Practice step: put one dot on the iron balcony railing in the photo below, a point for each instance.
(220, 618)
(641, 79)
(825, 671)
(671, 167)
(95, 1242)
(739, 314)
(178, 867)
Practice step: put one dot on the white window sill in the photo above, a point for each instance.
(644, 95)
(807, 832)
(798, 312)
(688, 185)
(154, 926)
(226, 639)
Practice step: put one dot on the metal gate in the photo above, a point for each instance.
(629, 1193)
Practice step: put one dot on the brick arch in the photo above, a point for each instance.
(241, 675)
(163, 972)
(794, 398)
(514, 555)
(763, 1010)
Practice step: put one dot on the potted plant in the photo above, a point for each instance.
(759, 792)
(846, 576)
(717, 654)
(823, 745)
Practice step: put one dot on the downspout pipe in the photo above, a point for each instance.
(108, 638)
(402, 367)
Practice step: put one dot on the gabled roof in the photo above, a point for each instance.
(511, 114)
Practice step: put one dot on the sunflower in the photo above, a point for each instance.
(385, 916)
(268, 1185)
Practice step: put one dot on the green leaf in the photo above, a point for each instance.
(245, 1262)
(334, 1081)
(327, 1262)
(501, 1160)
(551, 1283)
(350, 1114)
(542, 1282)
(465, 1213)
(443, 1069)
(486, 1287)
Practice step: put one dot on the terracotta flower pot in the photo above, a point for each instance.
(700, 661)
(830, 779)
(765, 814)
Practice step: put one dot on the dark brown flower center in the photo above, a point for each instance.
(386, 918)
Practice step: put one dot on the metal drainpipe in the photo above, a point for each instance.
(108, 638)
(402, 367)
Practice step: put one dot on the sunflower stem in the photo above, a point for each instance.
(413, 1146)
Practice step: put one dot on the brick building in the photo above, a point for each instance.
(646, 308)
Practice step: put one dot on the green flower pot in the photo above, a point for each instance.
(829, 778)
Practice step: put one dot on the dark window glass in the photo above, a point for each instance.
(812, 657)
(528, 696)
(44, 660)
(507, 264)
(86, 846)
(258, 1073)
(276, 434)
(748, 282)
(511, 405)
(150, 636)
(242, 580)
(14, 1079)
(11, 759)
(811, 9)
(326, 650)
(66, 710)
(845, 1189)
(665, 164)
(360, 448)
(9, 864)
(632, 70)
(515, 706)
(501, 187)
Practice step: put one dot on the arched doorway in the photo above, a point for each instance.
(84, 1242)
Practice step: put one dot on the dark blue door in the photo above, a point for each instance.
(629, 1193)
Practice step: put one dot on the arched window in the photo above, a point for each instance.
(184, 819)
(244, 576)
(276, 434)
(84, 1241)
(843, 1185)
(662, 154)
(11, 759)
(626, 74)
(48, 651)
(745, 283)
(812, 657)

Aim:
Convert all of the material above into a two-column CSV with the headers instruction and points, one row per instruction. Put the instruction text and its points each in a single quoted field, replacing line breaks with spaces.

The completed task:
instruction,points
"Practice step: put one dot on the iron balcony railing in the photo below, a point for each instance.","(220, 618) (641, 79) (825, 671) (671, 167) (95, 1242) (739, 314) (178, 867)"
"Practice step: put one dot on the white window sill in the photo above, a point for each instance.","(644, 95) (807, 832) (798, 312) (688, 185) (154, 926) (226, 639)"
"Practice step: put one dot on the metal gate in the photo above, a point for each instance.","(629, 1193)"
"Practice step: put one dot on the brick arch in the photo above, a point for each instance.","(241, 675) (163, 972) (794, 398) (514, 555) (763, 1010)"
"Practice step: put one dot on the potted plant in the photo above, a point for each instance.","(759, 792) (846, 576) (717, 654) (823, 745)"
"Practice step: put one dot on the downspout pipe in the photo above, a point for each instance.","(108, 638) (402, 367)"
"Practice step: put one dot on the gabled roof in the photo above, a point for each instance.","(511, 114)"
"Practice step: put one dot on the sunflower in the photo above, a point for each instance.","(385, 916) (268, 1185)"
"Practice step: put one dot on the green leaf in the photo above, a point for each instance.","(245, 1262) (334, 1081) (327, 1262) (501, 1160) (551, 1283) (350, 1114) (542, 1282) (465, 1213) (443, 1069) (486, 1287)"
"Practice step: put one dot on the terracotta flower pot in the photo above, a point for each instance.","(700, 661) (830, 779) (765, 814)"
"Practice step: put one dot on the dark brown flower center in the photo above, a point for each instance.","(386, 918)"
"Practice step: put one dot on the metal drainpipe in the photo above, a point for each instance.","(108, 638) (402, 367)"
"Practice step: put one dot on the sunflower stem in the photo above, a point for each instance.","(413, 1146)"
"Practice step: put one dot on the brick building in the photo above, a point for each instance.","(646, 308)"
"Practice step: put one dot on the green flower pot in the photo above, a point for each instance.","(829, 778)"
"Practice step: put one dot on the dark window glass in the photo above, a point for each instance.","(812, 657) (528, 696) (44, 660) (507, 264) (86, 846) (258, 1073) (276, 434) (748, 282) (511, 405) (150, 636) (242, 580) (14, 1079) (11, 759) (811, 9) (326, 650) (66, 710) (845, 1189) (665, 164) (360, 448) (9, 864) (632, 70) (515, 706) (501, 187)"
"Practice step: put one dot on the arched doorway in the photo above, a point for each instance.","(84, 1242)"
"Practice step: put one dot on the dark blue door in the photo above, a point for each instance.","(629, 1193)"
"Practice step: put one dot on the arched window in the photo above, a point for each instance.","(184, 819) (244, 576) (276, 434) (84, 1241) (843, 1185) (662, 154) (11, 759) (626, 74) (48, 651) (745, 283) (812, 657)"